- Vorliegende Datensätze:
==================================================

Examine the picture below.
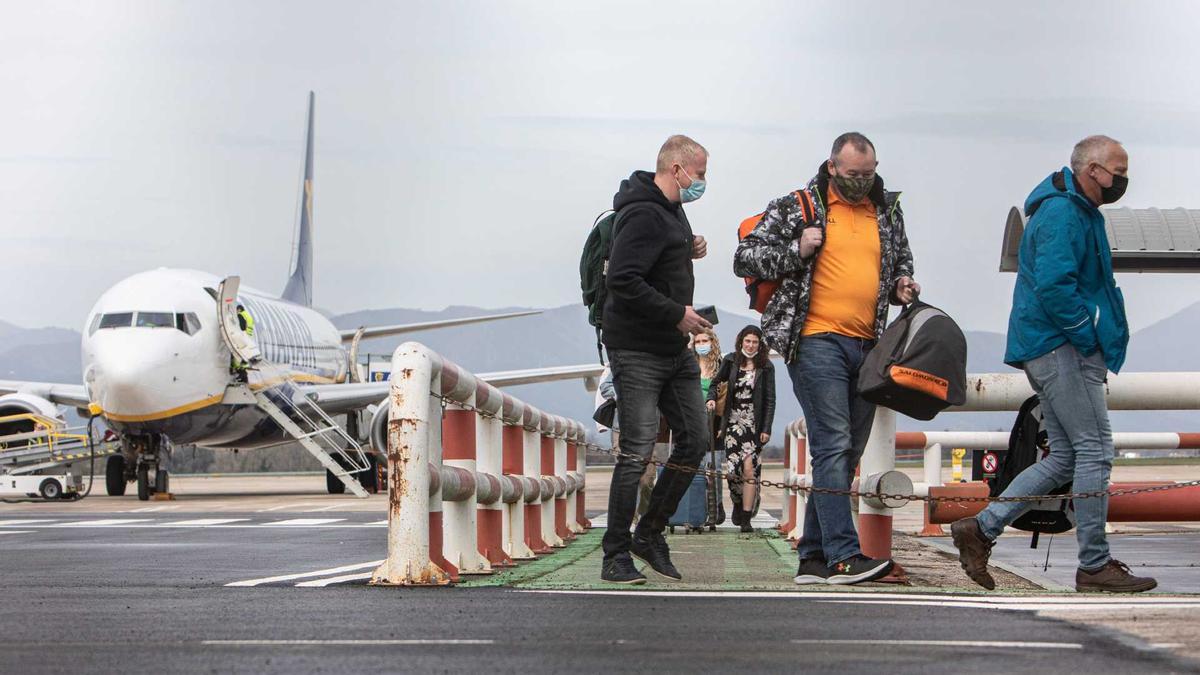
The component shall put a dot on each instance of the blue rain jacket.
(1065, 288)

==================================================

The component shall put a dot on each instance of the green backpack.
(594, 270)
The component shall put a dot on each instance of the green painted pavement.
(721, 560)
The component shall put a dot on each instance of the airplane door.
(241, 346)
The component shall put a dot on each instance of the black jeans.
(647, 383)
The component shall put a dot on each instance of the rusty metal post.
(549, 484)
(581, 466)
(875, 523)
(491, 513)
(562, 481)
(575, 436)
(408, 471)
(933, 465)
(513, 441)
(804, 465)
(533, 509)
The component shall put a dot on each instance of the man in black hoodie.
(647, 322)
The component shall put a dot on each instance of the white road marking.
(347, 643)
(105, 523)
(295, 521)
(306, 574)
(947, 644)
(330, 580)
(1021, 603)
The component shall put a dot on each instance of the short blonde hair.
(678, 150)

==================================================

- Aufgabenstellung:
Ersetze in den Zeilen, beginnend mit der Zeile mit „Examine the picture below.“ und endend mit der Zeile mit „(1065, 288)“, den Ausdruck „blue rain jacket“ durch „red rain jacket“ und gib diese Zeilen sonst unverändert wieder. Lass die Bilder in der Antwort weg.

- Vollständige Antwort:
Examine the picture below.
The component shall put a dot on each instance of the red rain jacket.
(1065, 288)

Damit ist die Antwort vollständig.